La legge n. 91 del 1992 stabilisce poi altri modi con cui gli stranieri possono ottenere la cittadinanza italiana. Per esempio uno straniero maggiorenne può ricevere la cittadinanza dopo aver vissuto legalmente per dieci anni in Italia, mentre un bambino straniero nato nel nostro Paese può ottenerla solo una volta compiuti 18 anni, se fino a quell’età ha risieduto legalmente in Italia senza interruzioni. 

Negli ultimi anni il dibattito politico si è concentrato su quest’ultimo requisito, in particolare sulla possibilità di concedere la cittadinanza italiana sulla base di un altro ius, chiamato ius culturae (dal latino, “diritto di cultura”) o ius scholae (dal latino, “diritto di scuola”). Come suggeriscono i due nomi, sia lo ius culturae sia lo ius scholae legano la concessione della cittadinanza all’aver frequentato le scuole in Italia.

Di ius culturae si è parlato soprattutto a proposito della proposta di legge approvata nel 2015 dalla Camera, poi bloccata al Senato. Tra le altre cose, questa riforma proponeva che i bambini stranieri arrivati in italia prima dei 12 anni di età potessero ottenere la cittadinanza italiana dopo aver frequentato cinque anni di scuola nel nostro Paese. Questa è una delle possibili forme che potrebbe prendere lo ius culturae (o scholae). Nel 2014 la leader di Fratelli d’Italia Giorgia Meloni si era espressa a favore dello ius culturae, ma inteso in un senso più restrittivo. All’epoca, secondo l’attuale presidente del Consiglio, la cittadinanza italiana andava data ai minori stranieri che avessero finito la scuola dell’obbligo in Italia, che va dai sei ai 16 anni di età.

> _Consegna_
Quali anni compaiono nel testo sulla cittadinanza italiana? Elencali tutti. Per svolgere l'esercizio le voci non servono.

Voci archiviate:

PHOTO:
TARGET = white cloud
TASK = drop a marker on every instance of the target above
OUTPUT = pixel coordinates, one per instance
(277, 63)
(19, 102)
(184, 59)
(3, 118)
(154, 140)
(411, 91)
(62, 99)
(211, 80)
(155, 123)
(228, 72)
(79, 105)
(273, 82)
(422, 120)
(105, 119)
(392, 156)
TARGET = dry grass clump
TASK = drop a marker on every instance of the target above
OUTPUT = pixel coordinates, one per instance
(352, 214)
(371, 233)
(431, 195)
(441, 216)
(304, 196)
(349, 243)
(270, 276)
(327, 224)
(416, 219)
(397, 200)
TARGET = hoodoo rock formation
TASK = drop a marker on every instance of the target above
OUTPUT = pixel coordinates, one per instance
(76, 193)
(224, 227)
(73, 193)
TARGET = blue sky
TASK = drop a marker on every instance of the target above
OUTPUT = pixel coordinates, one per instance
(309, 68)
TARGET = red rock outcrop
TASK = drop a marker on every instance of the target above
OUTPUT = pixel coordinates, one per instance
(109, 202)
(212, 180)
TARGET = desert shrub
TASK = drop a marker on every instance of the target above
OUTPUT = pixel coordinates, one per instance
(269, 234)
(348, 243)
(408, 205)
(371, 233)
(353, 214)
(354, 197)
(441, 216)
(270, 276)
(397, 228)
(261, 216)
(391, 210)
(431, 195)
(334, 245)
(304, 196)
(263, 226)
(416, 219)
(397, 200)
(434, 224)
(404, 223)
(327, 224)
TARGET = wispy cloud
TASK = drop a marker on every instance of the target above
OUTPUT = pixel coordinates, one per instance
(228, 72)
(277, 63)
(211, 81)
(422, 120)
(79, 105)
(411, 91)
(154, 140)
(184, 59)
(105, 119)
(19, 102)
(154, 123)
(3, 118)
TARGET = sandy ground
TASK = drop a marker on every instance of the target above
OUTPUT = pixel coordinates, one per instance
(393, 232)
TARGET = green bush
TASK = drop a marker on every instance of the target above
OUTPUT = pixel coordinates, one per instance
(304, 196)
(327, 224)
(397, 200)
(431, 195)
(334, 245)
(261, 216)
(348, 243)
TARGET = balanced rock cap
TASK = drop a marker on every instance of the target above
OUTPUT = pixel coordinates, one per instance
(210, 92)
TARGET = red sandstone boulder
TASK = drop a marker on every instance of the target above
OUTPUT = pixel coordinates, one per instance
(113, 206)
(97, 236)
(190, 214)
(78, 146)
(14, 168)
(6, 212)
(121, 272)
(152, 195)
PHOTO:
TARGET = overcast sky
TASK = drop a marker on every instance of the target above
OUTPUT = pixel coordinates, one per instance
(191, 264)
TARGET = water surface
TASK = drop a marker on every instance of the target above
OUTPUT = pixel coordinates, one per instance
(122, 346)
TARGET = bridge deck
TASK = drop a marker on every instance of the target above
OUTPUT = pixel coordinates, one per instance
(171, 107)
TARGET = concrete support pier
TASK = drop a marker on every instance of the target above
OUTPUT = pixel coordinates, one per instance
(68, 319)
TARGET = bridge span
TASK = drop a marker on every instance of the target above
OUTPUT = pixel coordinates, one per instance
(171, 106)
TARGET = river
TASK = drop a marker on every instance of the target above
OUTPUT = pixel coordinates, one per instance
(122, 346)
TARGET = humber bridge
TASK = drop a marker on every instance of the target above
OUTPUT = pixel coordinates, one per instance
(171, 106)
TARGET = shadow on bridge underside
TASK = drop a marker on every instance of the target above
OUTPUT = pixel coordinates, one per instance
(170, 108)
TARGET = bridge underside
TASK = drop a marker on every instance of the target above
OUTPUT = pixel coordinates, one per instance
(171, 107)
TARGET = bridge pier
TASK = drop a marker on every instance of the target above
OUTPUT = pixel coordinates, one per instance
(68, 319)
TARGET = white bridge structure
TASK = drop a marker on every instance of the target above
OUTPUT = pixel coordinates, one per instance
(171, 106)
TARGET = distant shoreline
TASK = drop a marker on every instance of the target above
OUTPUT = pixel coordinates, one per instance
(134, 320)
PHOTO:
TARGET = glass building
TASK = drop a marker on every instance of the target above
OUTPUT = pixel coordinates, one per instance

> _Soluzione_
1992, 2015, 2014